#### [Tarea planteada]
Vuelca en una tabla Markdown el tramo de los datos que va desde la línea que contiene "Task: locate the white dome" hasta la que contiene "pixel 276 182", ambas incluidas. Usa la columna Fila para el número de fila y la columna Texto para cada línea, y deja fuera las líneas en blanco.

#### [Extractos de datos]
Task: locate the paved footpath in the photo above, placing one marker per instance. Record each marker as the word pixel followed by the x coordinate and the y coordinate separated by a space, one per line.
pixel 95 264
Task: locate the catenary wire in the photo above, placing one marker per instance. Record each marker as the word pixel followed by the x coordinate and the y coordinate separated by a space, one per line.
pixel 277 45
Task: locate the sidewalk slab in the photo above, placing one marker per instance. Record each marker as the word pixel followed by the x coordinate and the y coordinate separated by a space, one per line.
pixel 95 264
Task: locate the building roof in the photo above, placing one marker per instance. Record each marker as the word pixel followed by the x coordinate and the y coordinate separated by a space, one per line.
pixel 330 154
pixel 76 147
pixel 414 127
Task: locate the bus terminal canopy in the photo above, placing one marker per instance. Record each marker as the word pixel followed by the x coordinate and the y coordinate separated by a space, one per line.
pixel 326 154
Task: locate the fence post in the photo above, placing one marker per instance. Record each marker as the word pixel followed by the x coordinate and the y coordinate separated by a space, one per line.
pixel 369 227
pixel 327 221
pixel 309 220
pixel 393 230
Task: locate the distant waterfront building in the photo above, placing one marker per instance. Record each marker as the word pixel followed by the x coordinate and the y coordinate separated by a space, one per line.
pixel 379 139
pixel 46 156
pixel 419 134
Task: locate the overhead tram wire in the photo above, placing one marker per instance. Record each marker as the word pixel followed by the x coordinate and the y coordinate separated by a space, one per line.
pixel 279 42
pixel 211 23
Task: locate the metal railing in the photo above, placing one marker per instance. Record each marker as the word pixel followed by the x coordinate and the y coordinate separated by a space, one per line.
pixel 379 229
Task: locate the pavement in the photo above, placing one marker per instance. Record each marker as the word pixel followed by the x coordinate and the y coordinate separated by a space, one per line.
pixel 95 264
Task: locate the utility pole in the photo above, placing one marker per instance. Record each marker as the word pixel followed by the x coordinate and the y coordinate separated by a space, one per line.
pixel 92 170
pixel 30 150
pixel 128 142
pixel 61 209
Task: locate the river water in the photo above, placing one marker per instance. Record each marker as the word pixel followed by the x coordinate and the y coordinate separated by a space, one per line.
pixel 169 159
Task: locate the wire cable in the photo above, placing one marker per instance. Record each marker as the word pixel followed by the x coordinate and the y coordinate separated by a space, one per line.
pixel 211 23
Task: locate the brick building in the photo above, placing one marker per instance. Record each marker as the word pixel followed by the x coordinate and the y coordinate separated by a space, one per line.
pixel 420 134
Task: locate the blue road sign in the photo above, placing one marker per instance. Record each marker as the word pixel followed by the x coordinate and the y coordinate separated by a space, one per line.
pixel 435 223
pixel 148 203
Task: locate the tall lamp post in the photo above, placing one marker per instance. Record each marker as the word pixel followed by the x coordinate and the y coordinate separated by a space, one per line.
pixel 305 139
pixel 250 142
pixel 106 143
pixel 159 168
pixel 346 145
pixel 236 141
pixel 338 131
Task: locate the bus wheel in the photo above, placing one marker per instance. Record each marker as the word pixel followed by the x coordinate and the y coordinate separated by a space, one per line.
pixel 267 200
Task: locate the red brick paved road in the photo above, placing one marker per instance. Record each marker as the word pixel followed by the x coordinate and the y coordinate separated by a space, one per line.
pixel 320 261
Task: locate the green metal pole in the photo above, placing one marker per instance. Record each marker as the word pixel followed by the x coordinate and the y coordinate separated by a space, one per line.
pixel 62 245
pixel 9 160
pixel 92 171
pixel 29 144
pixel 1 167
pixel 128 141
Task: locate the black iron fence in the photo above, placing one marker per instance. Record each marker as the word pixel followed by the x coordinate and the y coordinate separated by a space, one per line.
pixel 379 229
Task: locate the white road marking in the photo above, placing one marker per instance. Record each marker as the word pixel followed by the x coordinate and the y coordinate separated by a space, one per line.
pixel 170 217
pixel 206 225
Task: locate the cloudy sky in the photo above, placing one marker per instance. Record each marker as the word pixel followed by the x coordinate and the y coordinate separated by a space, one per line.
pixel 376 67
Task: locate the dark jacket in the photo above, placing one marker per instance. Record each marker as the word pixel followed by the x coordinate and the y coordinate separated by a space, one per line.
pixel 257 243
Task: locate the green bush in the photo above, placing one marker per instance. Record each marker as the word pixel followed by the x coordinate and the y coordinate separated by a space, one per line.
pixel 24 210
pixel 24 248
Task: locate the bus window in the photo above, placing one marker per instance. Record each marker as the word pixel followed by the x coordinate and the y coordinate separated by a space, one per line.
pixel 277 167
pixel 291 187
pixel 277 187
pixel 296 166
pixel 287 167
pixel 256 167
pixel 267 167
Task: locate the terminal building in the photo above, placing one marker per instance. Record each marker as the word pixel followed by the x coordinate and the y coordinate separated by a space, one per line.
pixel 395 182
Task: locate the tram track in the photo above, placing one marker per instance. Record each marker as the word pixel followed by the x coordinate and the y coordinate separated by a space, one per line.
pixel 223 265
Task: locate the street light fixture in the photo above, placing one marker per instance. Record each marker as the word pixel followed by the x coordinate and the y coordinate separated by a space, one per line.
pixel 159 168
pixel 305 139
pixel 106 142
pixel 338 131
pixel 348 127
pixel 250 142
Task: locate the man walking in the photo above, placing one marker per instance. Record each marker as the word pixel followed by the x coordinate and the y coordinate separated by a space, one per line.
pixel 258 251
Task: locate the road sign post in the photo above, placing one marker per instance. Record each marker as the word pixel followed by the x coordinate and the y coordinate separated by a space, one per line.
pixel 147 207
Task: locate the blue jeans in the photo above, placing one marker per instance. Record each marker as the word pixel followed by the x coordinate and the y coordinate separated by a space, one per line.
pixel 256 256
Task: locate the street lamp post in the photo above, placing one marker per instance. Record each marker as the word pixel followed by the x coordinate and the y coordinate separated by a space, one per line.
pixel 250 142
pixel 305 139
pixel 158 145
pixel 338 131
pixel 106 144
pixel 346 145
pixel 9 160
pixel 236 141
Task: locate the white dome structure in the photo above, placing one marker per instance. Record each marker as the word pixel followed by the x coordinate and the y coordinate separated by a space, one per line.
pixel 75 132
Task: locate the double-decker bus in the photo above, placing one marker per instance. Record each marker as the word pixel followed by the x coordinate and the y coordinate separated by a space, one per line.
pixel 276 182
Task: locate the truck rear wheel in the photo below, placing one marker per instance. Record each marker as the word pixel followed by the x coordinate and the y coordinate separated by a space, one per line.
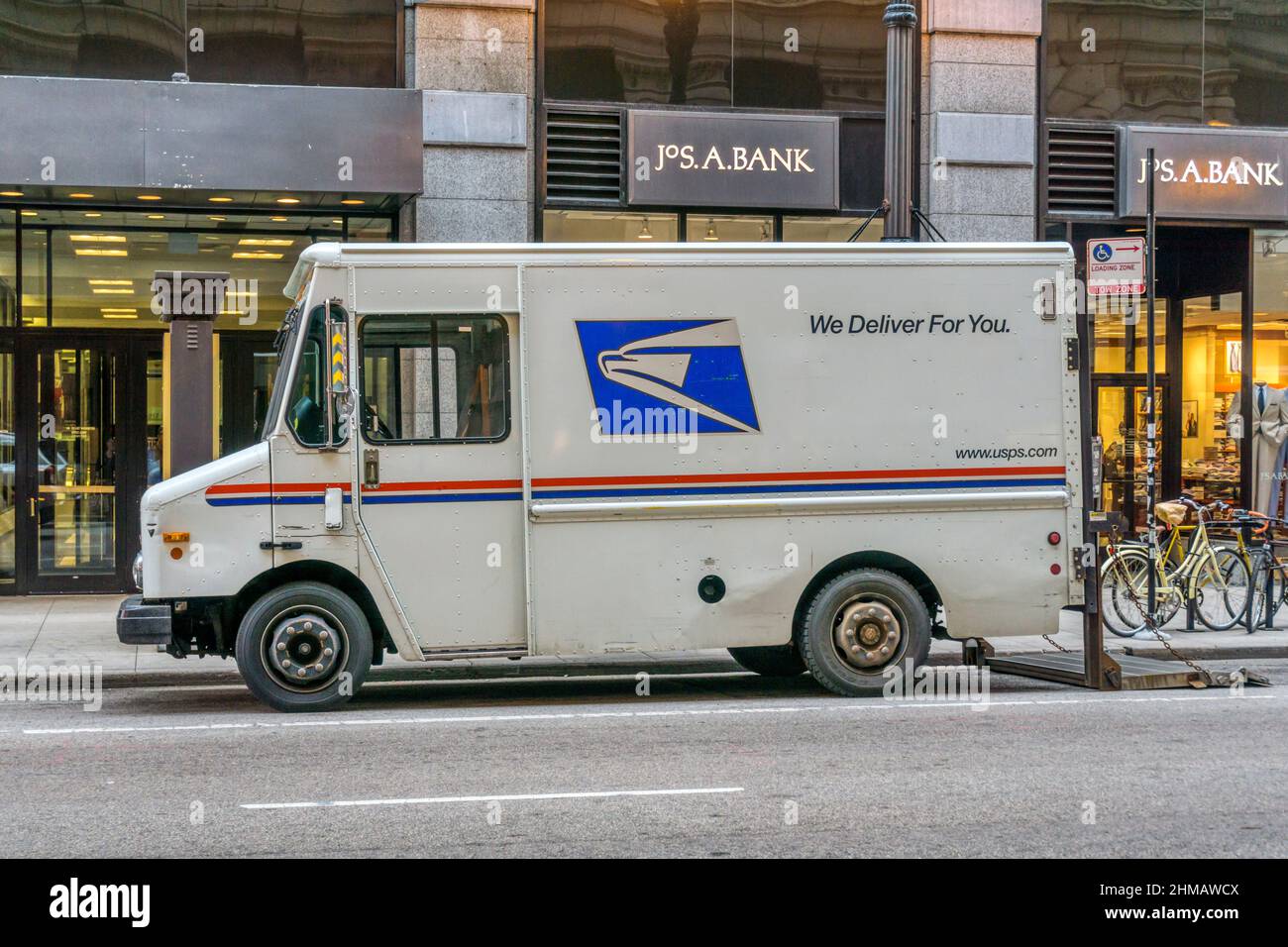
pixel 771 661
pixel 859 624
pixel 304 646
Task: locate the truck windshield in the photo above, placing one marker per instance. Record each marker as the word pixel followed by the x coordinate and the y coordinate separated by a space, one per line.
pixel 283 344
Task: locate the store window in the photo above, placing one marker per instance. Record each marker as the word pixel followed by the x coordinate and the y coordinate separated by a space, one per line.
pixel 103 263
pixel 1218 62
pixel 1270 348
pixel 743 53
pixel 1243 62
pixel 35 270
pixel 1125 62
pixel 8 269
pixel 742 230
pixel 8 472
pixel 296 42
pixel 809 54
pixel 829 230
pixel 1211 372
pixel 93 39
pixel 270 42
pixel 599 227
pixel 1120 334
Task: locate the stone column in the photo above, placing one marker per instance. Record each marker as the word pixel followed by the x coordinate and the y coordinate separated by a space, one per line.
pixel 473 59
pixel 979 105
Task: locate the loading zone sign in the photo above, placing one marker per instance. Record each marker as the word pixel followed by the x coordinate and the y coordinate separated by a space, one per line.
pixel 1116 266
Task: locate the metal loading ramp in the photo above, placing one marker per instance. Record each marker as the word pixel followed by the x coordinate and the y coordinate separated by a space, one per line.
pixel 1107 672
pixel 1127 673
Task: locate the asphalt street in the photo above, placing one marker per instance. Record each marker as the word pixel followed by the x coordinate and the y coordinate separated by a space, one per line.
pixel 725 764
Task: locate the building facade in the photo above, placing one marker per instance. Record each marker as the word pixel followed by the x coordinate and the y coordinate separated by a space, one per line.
pixel 223 136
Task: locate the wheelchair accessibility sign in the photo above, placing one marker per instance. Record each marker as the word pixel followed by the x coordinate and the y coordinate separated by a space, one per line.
pixel 1116 266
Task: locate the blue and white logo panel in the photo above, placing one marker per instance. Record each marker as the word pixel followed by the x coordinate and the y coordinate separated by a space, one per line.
pixel 688 367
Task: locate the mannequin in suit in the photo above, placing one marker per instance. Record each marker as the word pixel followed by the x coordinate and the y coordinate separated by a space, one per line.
pixel 1269 432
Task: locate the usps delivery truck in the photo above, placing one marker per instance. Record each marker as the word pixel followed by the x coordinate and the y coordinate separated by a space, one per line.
pixel 818 457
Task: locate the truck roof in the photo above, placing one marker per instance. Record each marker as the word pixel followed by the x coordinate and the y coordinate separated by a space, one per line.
pixel 335 254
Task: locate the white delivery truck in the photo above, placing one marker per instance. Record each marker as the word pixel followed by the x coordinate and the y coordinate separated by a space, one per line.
pixel 816 457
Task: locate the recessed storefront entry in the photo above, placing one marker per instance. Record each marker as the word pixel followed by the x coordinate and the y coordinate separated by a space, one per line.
pixel 86 449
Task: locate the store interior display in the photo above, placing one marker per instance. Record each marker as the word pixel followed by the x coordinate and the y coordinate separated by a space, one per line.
pixel 1269 436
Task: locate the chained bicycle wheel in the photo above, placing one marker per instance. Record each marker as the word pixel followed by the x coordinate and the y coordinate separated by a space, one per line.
pixel 1260 569
pixel 1124 592
pixel 1223 591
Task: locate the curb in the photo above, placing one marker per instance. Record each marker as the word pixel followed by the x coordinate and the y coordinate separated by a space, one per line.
pixel 518 671
pixel 429 673
pixel 1211 654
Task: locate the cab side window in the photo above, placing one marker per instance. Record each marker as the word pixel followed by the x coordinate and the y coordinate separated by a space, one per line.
pixel 436 379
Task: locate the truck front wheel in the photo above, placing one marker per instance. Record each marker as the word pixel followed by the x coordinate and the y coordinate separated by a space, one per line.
pixel 304 646
pixel 861 624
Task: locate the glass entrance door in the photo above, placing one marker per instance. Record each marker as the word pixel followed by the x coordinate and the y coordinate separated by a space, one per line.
pixel 75 467
pixel 1121 412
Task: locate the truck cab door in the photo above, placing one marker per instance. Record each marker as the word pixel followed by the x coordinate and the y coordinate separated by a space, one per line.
pixel 439 489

#### [La respuesta]
| Fila | Texto |
|---|---|
| 1 | Task: locate the white dome structure in the photo above, placing one marker per instance. Record each marker as the word pixel followed by the x coordinate and the y coordinate separated by a space, one per line. |
| 2 | pixel 75 132 |
| 3 | Task: locate the double-decker bus in the photo above, placing one marker per instance. Record each marker as the word pixel followed by the x coordinate and the y coordinate separated by a space, one per line. |
| 4 | pixel 276 182 |